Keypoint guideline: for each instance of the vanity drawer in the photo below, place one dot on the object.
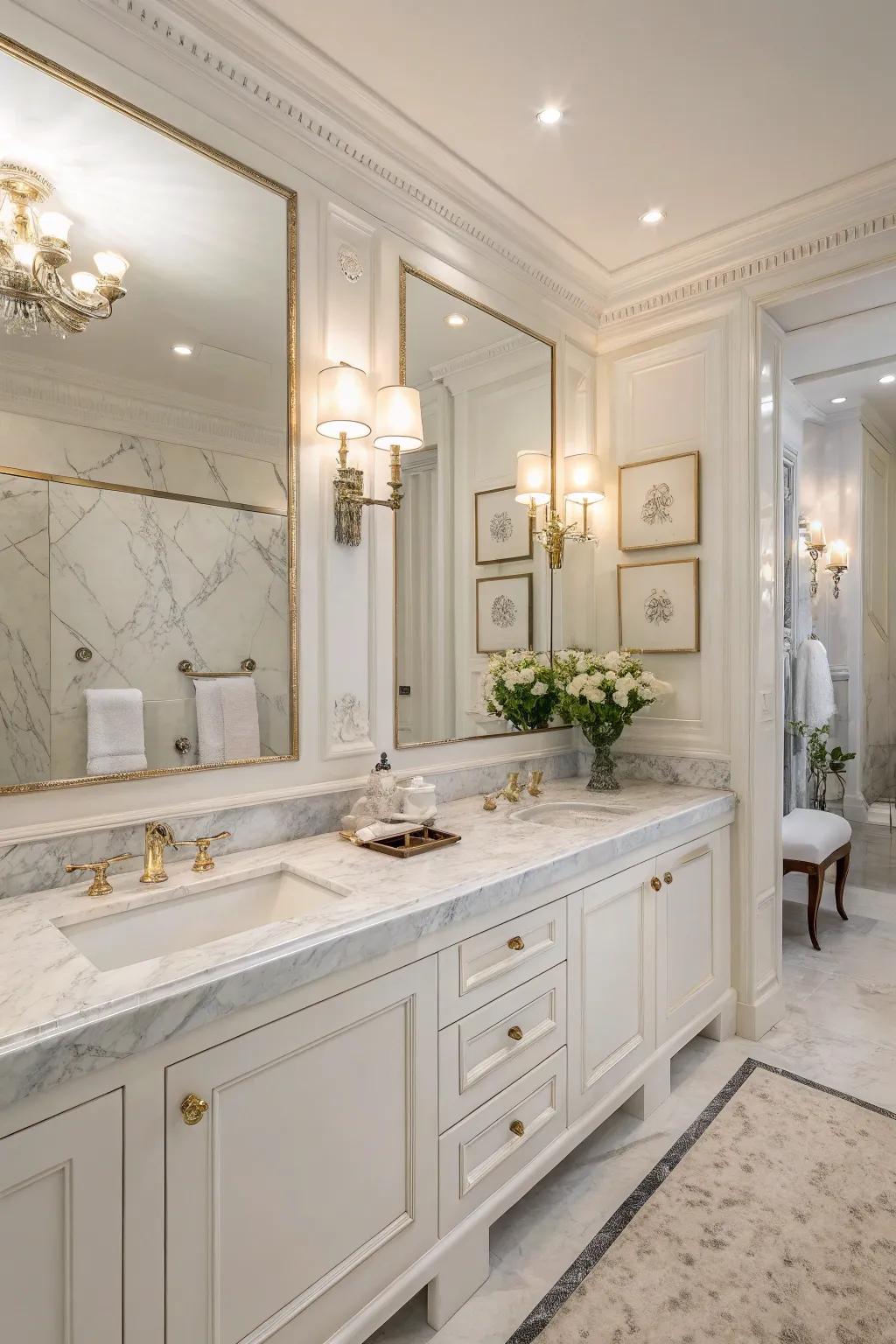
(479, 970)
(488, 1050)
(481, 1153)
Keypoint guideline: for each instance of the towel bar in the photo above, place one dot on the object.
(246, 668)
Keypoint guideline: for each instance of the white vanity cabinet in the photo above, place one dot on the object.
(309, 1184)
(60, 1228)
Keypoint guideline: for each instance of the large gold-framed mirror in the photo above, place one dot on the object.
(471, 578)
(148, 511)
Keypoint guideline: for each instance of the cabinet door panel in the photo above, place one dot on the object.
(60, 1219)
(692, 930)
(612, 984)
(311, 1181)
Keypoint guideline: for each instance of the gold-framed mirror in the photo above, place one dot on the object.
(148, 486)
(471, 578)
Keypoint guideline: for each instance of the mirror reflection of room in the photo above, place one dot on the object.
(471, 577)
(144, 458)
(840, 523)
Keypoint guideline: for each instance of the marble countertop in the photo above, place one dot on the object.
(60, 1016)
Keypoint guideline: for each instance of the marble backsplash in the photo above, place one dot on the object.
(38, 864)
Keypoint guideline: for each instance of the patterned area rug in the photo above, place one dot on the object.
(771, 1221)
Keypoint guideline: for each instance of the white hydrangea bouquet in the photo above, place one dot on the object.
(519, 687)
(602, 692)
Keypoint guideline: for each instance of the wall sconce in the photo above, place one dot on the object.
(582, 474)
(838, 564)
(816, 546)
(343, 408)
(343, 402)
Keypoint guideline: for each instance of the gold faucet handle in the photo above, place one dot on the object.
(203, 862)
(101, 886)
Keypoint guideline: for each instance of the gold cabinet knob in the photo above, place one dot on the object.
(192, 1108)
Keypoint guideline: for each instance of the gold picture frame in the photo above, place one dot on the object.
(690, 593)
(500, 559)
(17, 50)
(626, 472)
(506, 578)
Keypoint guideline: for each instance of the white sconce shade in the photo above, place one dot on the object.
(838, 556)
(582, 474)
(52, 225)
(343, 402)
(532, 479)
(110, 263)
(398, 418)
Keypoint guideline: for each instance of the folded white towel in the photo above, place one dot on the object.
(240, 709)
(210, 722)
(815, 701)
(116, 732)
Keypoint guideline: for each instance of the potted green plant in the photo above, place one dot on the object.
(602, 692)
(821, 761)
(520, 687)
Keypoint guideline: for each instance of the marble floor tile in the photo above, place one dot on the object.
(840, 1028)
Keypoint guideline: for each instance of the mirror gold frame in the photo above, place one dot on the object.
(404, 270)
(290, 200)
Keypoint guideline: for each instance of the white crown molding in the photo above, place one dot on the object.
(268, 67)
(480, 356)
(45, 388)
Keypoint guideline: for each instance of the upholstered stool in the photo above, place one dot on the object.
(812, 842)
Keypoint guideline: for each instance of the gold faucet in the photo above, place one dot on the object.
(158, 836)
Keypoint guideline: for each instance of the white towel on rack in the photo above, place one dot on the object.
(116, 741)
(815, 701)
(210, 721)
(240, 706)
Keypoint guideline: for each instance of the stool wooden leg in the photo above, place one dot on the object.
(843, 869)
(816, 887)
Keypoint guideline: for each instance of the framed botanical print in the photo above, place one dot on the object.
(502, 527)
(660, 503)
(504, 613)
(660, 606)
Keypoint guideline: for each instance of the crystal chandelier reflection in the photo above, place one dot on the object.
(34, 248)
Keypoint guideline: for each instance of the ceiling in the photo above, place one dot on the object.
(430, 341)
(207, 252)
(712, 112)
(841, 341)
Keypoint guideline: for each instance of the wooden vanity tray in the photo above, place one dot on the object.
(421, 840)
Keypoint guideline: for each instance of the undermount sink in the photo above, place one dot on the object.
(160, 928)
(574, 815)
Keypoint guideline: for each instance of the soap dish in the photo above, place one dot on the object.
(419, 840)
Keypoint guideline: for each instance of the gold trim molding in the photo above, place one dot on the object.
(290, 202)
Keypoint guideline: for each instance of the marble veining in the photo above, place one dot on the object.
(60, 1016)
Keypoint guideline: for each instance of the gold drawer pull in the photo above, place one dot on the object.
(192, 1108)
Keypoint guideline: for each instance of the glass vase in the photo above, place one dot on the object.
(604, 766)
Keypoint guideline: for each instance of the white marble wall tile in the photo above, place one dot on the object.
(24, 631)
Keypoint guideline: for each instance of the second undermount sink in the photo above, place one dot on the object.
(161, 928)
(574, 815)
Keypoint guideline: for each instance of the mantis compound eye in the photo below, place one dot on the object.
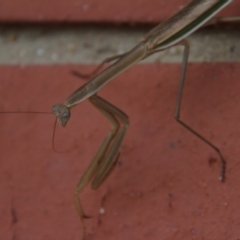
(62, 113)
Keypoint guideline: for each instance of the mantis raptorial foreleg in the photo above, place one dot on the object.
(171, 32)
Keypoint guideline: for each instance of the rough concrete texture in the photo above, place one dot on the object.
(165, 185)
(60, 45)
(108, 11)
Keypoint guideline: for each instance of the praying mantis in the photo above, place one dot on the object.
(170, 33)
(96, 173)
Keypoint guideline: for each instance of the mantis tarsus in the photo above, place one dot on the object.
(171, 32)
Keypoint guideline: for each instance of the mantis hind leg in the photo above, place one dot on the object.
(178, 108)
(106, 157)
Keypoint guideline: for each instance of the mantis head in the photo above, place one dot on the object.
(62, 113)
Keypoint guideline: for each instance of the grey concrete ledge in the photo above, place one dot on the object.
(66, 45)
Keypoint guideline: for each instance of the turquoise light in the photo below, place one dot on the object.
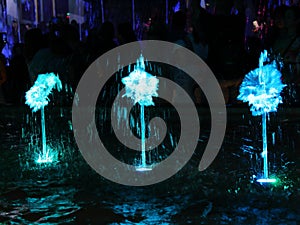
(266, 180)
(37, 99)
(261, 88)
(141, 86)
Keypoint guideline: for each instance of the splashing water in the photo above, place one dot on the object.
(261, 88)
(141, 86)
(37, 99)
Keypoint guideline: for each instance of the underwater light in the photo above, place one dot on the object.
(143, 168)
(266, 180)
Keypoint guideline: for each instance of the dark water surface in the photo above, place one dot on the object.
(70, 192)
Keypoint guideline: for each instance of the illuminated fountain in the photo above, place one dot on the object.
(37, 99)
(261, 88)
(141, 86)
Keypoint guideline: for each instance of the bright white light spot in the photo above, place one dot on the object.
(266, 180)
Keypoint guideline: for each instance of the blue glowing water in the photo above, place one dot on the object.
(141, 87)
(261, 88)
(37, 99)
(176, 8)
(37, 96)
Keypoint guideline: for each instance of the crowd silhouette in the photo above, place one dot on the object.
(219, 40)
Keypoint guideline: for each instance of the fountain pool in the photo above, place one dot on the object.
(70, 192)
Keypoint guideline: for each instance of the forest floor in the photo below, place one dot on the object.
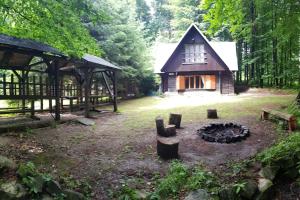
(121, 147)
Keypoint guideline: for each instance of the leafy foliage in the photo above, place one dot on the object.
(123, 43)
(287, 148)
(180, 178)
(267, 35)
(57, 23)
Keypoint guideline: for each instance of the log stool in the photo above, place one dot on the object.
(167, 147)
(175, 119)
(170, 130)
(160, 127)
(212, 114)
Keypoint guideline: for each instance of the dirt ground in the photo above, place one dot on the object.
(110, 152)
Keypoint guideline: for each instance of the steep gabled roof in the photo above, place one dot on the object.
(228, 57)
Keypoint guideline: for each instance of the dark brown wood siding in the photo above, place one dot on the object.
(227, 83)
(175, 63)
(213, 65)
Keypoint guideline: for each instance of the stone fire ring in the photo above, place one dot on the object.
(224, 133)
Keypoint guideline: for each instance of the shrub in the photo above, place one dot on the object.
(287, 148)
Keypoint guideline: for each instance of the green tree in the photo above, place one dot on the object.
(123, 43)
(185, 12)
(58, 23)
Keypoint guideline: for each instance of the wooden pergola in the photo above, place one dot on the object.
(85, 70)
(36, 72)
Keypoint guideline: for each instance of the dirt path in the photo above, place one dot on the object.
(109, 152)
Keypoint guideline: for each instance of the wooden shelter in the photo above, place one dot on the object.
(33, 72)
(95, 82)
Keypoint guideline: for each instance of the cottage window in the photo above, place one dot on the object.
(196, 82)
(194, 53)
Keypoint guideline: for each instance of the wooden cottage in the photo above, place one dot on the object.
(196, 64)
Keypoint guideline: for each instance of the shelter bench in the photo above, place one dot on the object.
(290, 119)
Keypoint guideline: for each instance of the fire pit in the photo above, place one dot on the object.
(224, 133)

:: Work item ::
The lines from the one containing "Keypoint guideline: for each instance of the shelter" through the last line of the records are to be transcribed exactly, with nothing else added.

:: Exercise result ::
Keypoint guideline: for each instance of the shelter bench in the photo above, place one dot on the object.
(290, 119)
Keypoint guideline: for each instance of the fire pit in the photo above, place one dot on the object.
(224, 133)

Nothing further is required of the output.